Records for this task:
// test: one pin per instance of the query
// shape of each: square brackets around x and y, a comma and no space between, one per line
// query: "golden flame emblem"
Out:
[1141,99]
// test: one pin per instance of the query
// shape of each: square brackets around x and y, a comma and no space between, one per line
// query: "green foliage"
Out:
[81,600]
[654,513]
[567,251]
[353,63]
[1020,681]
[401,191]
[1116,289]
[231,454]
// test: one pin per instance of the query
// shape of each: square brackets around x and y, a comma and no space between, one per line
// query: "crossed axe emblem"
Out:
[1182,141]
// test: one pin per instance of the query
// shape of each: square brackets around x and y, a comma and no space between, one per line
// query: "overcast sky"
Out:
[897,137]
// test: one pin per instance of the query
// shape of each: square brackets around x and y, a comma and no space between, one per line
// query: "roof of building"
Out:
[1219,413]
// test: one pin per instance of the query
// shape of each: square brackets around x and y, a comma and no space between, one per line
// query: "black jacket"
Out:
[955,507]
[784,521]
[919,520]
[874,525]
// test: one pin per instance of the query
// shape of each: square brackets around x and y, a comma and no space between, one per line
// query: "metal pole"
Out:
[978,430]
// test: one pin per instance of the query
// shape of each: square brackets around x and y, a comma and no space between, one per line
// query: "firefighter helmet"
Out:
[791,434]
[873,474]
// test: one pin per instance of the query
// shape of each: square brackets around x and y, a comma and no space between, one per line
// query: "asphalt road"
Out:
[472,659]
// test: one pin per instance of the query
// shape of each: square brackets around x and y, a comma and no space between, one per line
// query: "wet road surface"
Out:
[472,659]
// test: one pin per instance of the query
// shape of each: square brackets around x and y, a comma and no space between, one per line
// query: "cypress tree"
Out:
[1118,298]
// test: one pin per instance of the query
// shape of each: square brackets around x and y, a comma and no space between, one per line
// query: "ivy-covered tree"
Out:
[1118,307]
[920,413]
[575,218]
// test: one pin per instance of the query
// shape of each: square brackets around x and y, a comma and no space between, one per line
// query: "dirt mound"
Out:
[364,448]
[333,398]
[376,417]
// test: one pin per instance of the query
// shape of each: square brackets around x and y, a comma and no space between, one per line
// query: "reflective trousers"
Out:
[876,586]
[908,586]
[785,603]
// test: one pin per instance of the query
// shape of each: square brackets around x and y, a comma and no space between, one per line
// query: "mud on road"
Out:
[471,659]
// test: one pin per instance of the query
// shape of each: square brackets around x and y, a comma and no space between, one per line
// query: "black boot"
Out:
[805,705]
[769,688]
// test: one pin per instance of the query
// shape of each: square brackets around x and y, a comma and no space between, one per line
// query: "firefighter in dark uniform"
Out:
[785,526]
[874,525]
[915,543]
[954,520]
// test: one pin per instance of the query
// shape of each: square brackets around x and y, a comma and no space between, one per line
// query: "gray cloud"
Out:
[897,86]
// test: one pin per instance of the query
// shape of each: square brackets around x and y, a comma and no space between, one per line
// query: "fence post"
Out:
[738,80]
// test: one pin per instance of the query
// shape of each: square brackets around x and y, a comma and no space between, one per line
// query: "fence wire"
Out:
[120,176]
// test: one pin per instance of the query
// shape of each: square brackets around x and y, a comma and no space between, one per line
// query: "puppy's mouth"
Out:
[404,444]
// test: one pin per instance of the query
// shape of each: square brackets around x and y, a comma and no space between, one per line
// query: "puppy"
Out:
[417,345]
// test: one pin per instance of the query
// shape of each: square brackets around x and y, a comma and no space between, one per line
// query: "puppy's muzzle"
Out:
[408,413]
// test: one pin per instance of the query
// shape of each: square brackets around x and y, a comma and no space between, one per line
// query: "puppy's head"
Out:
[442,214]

Task details: All the entries must be retyped exactly.

Answer for this exercise:
// test: one pin per instance of the query
// shape of each: square brackets around x and y, a comma and no space between, one per line
// query: "golden flame emblem"
Out:
[1141,99]
// test: one pin per instance of the query
// shape of each: square brackets around x and y, a comma and no space between, one per line
// query: "green foliage"
Out:
[81,600]
[654,513]
[567,251]
[353,63]
[1020,681]
[401,191]
[1116,289]
[231,454]
// test: one pin per instance of the query
// shape of each: square brackets around x and y, a comma and no space between, one per line
// query: "crossed axe emblem"
Out:
[1182,141]
// test: one pin per instance of the query
// shape of each: square brackets around x and y, a comma and no space between, one per line
// query: "overcast sky"
Out:
[897,137]
// test: one pin per instance of the query
// shape of each: square brackets around x and y, a comma and no space between, one per line
// query: "roof of building"
Out:
[1219,413]
// test: one pin per instance of the query
// shape of each: square brackets around x and y, a comma and no space between, one per line
// query: "black jacket"
Out:
[955,507]
[784,521]
[919,520]
[874,525]
// test: one pin per instance of the query
// shape of each: square brackets around x and y, a comma and no space between, one per line
// query: "metal pole"
Out:
[978,430]
// test: one pin per instance of the query
// shape of each: square brackets around x and y, a comma and no space between, one per line
// query: "firefighter helmet"
Out:
[791,434]
[873,474]
// test: one pin per instance of the query
// shape of each: square brackets around x and y, a comma and no space between, one per line
// query: "asphalt road"
Out:
[472,659]
// test: one pin per instance of the query
// shape of each: square brackets around x and y, a comma and no space between, one per line
// query: "wet road surface"
Out:
[472,659]
// test: one pin per instance of the query
// shape of each: square brackets around x and y, a comma and no space between, one per line
// query: "cypress tree"
Out:
[1118,298]
// test: one pin per instance of the query
// shape of each: square brackets around x and y, a comma and no space between, one per line
// query: "ivy-covered tree"
Out:
[1118,307]
[920,413]
[575,218]
// test: one pin per instance of the query
// shape of each: square brackets around x and y, a comma and no space between, one per line
// query: "dirt mound"
Out:
[364,448]
[333,398]
[376,417]
// test: one pin per instance of the query
// shape of each: square brackets around x and y, a comma and no space between, one per line
// query: "reflective trousers"
Out:
[876,586]
[908,586]
[785,603]
// test: one pin per instance of the query
// shape of each: square brackets around x and y, a comma and no space between, one per line
// query: "mud on road"
Out:
[471,659]
// test: one pin per instance of the query
// shape of each: square brackets around x and y, a comma and no space between, one per line
// query: "black boot"
Out:
[805,705]
[769,688]
// test: one pin per instance of the query
// shape of each: square brackets around x and y, a comma and no space between, one per line
// query: "firefighter in dark uniform"
Out:
[785,526]
[874,525]
[915,543]
[954,520]
// test: one pin per instance of the query
// shape of each: square brackets around x and y, a comma and no space between, one per line
// query: "gray cloud"
Out:
[897,86]
// test: one pin per instance of the query
// shape of each: square brackets around x and y, a comma and no space between, one per line
// query: "fence post"
Out:
[738,80]
// test: one pin per instance of the query
// shape of each: square brackets around x and y, a comma and no space between, one per line
// query: "fence wire"
Out:
[120,176]
// test: one pin per instance of the query
// shape of each: square brackets around x and y, a comma and no space between, one per line
// query: "puppy's mouth"
Out:
[404,444]
// test: one pin per instance of the query
// shape of each: square brackets around x and y, a comma and no space between, one per line
// query: "puppy"
Out:
[417,345]
// test: one pin per instance of the query
// shape of each: square brackets around x and y, a comma and no space between, one per line
// query: "puppy's muzzle"
Out:
[408,413]
// test: one pin per instance of the query
// shape of each: square brackets around x and y, a comma and no space between, one per line
// query: "puppy's head"
Out:
[442,214]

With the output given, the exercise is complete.